:: Dataset excerpts ::

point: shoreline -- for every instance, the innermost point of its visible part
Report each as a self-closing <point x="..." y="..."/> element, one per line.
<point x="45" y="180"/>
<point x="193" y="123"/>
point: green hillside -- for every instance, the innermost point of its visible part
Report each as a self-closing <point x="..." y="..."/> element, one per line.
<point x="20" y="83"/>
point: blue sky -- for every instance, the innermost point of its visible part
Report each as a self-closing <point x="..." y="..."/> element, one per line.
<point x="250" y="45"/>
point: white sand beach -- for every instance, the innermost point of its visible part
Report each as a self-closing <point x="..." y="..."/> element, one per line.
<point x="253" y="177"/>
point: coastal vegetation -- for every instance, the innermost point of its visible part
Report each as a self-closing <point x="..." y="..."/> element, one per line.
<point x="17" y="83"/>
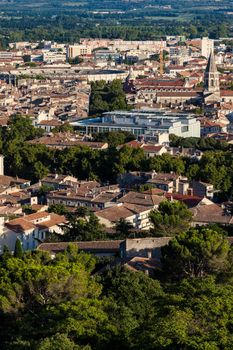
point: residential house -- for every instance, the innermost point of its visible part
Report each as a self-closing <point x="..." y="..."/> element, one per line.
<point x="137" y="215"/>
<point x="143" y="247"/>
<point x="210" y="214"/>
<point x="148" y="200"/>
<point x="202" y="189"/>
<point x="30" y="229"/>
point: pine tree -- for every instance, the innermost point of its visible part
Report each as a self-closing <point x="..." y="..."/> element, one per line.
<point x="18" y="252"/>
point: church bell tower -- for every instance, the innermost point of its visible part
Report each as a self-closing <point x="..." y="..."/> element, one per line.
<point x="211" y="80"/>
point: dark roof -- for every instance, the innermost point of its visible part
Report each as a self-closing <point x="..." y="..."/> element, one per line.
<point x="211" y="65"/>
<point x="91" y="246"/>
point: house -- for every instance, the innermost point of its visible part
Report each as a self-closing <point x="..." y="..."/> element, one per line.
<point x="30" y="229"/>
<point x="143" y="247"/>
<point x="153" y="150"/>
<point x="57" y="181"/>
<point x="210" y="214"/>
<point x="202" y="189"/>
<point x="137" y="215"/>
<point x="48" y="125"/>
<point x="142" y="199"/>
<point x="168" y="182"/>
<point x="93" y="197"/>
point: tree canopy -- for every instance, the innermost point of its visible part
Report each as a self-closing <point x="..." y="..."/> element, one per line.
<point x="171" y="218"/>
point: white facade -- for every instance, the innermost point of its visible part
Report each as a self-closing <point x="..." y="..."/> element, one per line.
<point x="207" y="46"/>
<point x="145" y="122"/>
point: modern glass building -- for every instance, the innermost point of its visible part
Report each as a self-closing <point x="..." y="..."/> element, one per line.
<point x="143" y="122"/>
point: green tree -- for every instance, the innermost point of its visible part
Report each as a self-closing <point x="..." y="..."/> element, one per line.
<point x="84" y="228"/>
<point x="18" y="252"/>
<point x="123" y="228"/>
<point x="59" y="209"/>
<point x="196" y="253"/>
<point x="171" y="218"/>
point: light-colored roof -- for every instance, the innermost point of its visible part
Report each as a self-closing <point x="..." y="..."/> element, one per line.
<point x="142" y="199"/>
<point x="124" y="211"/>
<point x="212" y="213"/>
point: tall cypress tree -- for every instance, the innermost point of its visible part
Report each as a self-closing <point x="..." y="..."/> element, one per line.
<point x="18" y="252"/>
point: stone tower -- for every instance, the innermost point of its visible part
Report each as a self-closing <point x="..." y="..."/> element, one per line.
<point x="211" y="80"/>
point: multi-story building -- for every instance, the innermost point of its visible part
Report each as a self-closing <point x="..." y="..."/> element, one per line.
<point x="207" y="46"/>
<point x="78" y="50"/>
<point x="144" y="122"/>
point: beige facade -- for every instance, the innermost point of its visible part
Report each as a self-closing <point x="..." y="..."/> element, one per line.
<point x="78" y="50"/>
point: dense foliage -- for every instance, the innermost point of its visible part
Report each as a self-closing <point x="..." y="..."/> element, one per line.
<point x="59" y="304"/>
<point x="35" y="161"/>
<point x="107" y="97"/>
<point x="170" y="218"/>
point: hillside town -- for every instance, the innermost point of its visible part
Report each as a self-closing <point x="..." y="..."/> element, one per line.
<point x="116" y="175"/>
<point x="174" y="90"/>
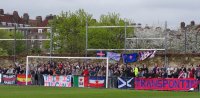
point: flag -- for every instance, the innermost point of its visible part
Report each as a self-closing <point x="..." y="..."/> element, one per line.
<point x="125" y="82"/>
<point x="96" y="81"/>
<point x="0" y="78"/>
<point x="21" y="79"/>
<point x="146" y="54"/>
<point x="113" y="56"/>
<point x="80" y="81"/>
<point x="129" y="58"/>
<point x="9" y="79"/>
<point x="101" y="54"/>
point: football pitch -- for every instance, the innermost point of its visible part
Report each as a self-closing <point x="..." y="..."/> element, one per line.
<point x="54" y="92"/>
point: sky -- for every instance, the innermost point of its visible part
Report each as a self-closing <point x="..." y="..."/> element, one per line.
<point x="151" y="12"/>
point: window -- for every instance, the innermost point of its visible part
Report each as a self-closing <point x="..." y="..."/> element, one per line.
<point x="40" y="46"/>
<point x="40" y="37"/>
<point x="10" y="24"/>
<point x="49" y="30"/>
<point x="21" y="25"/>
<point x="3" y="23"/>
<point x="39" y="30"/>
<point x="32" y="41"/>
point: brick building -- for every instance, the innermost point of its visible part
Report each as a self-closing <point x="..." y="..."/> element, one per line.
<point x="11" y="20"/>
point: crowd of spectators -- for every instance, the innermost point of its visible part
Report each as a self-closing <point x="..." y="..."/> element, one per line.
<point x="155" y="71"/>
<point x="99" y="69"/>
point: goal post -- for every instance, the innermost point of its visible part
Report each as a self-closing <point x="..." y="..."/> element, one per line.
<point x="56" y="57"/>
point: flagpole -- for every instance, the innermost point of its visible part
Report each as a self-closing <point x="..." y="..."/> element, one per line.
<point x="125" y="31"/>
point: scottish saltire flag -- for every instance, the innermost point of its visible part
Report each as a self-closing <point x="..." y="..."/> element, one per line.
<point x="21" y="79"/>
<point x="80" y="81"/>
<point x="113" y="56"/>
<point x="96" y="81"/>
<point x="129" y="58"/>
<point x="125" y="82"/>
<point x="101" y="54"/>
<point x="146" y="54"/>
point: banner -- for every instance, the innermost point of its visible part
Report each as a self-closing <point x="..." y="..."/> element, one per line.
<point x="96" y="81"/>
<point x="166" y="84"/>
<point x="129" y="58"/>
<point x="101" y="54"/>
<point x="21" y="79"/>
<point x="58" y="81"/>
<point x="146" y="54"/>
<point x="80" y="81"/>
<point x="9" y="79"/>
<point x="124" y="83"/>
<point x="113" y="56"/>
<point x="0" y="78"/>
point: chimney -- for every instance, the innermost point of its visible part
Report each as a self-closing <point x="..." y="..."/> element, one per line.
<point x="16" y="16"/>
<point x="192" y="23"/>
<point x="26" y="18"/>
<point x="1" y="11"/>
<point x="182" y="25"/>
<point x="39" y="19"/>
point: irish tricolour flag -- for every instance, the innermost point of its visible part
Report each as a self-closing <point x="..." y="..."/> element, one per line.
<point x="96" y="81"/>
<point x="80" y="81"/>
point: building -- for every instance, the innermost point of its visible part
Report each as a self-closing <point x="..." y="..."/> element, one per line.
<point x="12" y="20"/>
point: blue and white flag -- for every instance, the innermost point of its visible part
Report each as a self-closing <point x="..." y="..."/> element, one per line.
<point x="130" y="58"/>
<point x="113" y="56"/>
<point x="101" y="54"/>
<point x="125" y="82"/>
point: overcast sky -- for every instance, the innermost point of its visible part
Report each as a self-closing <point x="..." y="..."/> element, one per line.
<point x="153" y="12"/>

:::

**What to produce**. Repeat exactly the lines above, starting with the first line of the records and finishing with the line holding "point: blue sky". Add no other line.

**The answer**.
point: shoreline -- for every instance, the innermost point of its visible part
Report each as a self-closing <point x="..." y="..."/> element, one per line.
<point x="45" y="180"/>
<point x="193" y="123"/>
point: green hillside -- for every instance, the innermost point of its visible part
Report each as a self-closing <point x="..." y="..."/> element, one per line.
<point x="20" y="83"/>
point: blue sky -- for every instance, the innermost point of its visible part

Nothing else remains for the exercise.